*WRITTEN TASK*. Return the complete listing that follows, with each line reproduced exactly.

>> BEGIN LISTED ENTRIES

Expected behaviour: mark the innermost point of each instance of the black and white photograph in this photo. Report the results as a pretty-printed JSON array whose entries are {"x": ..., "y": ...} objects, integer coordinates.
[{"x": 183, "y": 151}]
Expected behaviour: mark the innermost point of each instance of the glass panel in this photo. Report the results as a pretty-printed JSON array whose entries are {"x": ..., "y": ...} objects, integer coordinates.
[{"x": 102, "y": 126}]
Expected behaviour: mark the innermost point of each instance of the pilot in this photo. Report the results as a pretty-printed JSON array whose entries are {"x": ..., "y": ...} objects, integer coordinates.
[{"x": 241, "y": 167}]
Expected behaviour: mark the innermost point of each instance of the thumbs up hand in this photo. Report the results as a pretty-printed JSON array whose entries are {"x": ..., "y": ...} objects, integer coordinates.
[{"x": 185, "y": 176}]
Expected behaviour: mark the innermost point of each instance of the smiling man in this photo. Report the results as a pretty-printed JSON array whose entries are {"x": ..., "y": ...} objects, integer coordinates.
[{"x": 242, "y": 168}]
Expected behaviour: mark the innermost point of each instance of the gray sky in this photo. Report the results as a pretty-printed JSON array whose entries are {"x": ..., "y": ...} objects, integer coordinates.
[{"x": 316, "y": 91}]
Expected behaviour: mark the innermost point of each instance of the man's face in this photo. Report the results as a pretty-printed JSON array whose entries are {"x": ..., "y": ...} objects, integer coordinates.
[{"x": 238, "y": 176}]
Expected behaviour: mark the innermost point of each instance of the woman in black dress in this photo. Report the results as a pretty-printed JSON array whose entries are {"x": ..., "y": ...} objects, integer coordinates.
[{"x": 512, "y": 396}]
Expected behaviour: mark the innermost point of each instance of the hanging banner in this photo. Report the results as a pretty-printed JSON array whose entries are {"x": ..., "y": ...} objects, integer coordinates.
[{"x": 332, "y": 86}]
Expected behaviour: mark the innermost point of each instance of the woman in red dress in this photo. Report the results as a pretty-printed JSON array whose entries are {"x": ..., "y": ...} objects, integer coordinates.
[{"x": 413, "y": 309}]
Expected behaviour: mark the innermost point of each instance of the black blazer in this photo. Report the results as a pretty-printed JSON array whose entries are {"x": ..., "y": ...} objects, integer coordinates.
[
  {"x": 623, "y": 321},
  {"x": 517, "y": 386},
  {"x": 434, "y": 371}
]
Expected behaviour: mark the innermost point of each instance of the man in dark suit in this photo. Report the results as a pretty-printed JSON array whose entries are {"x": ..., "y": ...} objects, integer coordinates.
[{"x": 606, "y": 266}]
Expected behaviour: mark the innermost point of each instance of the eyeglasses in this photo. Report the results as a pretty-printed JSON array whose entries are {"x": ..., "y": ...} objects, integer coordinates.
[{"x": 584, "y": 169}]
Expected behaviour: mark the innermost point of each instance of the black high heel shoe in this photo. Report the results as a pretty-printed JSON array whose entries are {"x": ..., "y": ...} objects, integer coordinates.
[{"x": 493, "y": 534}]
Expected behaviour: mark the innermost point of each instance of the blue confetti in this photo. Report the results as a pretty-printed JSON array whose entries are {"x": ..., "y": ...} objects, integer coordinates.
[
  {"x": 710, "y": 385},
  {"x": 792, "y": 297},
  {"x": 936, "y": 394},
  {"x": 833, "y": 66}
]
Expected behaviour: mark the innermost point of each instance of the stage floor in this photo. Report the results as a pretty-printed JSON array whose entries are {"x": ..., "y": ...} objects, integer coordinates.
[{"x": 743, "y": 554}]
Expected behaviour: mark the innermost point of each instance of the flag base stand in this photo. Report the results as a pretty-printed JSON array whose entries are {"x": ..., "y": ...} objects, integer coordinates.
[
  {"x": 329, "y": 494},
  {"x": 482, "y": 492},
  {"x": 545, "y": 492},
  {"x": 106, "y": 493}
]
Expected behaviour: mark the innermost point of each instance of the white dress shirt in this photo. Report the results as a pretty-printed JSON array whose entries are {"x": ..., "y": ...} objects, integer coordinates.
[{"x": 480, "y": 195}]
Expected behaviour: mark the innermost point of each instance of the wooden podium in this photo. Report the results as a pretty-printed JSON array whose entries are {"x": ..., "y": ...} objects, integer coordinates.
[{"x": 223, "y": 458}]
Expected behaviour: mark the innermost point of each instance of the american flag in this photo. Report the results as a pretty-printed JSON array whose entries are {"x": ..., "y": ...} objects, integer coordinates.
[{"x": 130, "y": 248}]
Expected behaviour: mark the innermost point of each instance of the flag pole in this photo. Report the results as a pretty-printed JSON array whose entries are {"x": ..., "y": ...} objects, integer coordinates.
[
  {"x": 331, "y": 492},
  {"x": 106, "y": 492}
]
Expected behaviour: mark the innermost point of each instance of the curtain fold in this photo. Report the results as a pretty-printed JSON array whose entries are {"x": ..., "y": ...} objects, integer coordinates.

>> END LISTED ENTRIES

*TASK OUTPUT*.
Expected behaviour: mark the innermost point of each instance of the black and white photograph in this photo. Report the results as a pretty-printed JSON array whose entries are {"x": ..., "y": ...} objects, integer coordinates.
[{"x": 183, "y": 151}]
Expected behaviour: mark the innermost point of each instance of the glass panel in this photo. Report the results as a pretty-printed JSON array whose entries are {"x": ..., "y": ...} objects, integer coordinates.
[{"x": 102, "y": 126}]
Expected behaviour: mark the innermost point of each instance of the pilot in this photo. Report the results as a pretty-printed JSON array whose entries are {"x": ..., "y": ...} objects, integer coordinates.
[{"x": 241, "y": 167}]
Expected behaviour: mark the innermost point of each instance of the thumbs up hand in this photo. Report the results as a pretty-printed JSON array whose entries are {"x": ..., "y": ...} objects, integer coordinates.
[{"x": 185, "y": 176}]
Expected behaviour: mark the innermost point of each instance of the smiling man in this photo. Report the results as a pretty-printed JSON array whose entries are {"x": ..., "y": ...} objects, integer coordinates.
[{"x": 242, "y": 168}]
Expected behaviour: mark the innermost point of each instance of the gray sky in this photo. Report the results as a pretty-printed JSON array whose entries are {"x": ..., "y": ...} objects, integer coordinates.
[{"x": 316, "y": 91}]
Expected behaviour: mark the innermost point of each instance of the man's face in this photo. Report the results as a pretty-printed JSON array whose entries are {"x": ..., "y": ...} objects, integer coordinates.
[{"x": 238, "y": 176}]
Expected behaviour: mark the innermost point of each instance of the woman in black dress in this photo. Report the results as a pretty-printed JSON array whose entries are {"x": ..., "y": ...} objects, integer coordinates.
[{"x": 512, "y": 396}]
Expected behaviour: mark the innermost point of each instance of the hanging banner in this photo. Report the results as a pretty-printed JSON array whose entries are {"x": ..., "y": ...} objects, integer coordinates.
[{"x": 332, "y": 86}]
Expected behaviour: mark the innermost point of each instance of the woman in red dress in this photo. Report the results as a pretty-printed JSON array whose entries are {"x": ..., "y": ...} objects, integer coordinates.
[{"x": 413, "y": 309}]
Expected behaviour: mark the innermost point of each instance of the black blazer in this photo. Report the results as a pretty-printed JSON array whose entries are {"x": ..., "y": ...} objects, integer coordinates.
[
  {"x": 623, "y": 321},
  {"x": 517, "y": 386},
  {"x": 434, "y": 371}
]
Expected behaviour: mark the innermost point of each instance of the man in dark suit in this photo. Report the results as a pretty-printed JSON array whose entries are {"x": ..., "y": ...} objects, integer coordinates.
[{"x": 606, "y": 266}]
Expected behaviour: mark the innermost point of each instance of the eyeglasses in this photo. Report the results as a pretty-printed JSON array whose entries are {"x": ..., "y": ...} objects, integer coordinates.
[{"x": 584, "y": 169}]
Expected behaviour: mark the innermost point of each instance of the black high heel shoe in this photo. Report the results as a pretty-printed JSON array whose entries are {"x": ..., "y": ...} objects, integer coordinates.
[{"x": 493, "y": 534}]
Expected behaviour: mark the innermost point of each instance of the blue confetti in this photo. Report the results as a pretty-printed JSON array whose entries are {"x": ..., "y": ...} objects, integer coordinates.
[
  {"x": 710, "y": 385},
  {"x": 792, "y": 297},
  {"x": 936, "y": 394},
  {"x": 833, "y": 66}
]
Expected behaviour: mark the innermost point of each instance of the stage floor in this photo. Report the results as a pretty-printed JSON array whose entries are {"x": ..., "y": ...} objects, integer coordinates.
[{"x": 743, "y": 554}]
Expected behaviour: mark the innermost point of each instance of the flag base stand in this photo. Report the results as a pretty-printed JSON array whose entries are {"x": ..., "y": ...} objects, integer coordinates.
[
  {"x": 329, "y": 494},
  {"x": 482, "y": 492},
  {"x": 545, "y": 492},
  {"x": 106, "y": 493}
]
Expected behaviour: mark the innermost point of each instance of the white dress shirt in this photo. Report the results as a pretty-printed JSON array whose entries are {"x": ..., "y": ...} objects, integer coordinates.
[{"x": 480, "y": 195}]
Expected behaviour: mark the innermost point of each instance of the wooden podium in this photo. Report the results as a pretty-printed JSON array whose entries are {"x": ..., "y": ...} objects, integer coordinates.
[{"x": 223, "y": 458}]
Expected behaviour: mark the innermost point of each instance of the american flag in this photo. Report the results as a pretty-printed JSON array whose entries are {"x": ..., "y": ...} objects, integer coordinates.
[{"x": 130, "y": 248}]
Expected behaviour: mark the innermost point of each instance of the flag pole in this photo. Report the results as a pretty-printed JSON array whose entries are {"x": ..., "y": ...} objects, integer coordinates.
[
  {"x": 331, "y": 492},
  {"x": 106, "y": 492}
]
Expected behaviour: mark the innermost point of each instance of the curtain fold in this photo. Report the results as a pretty-printed JSON array whose entries are {"x": ..., "y": ...} objects, integer coordinates.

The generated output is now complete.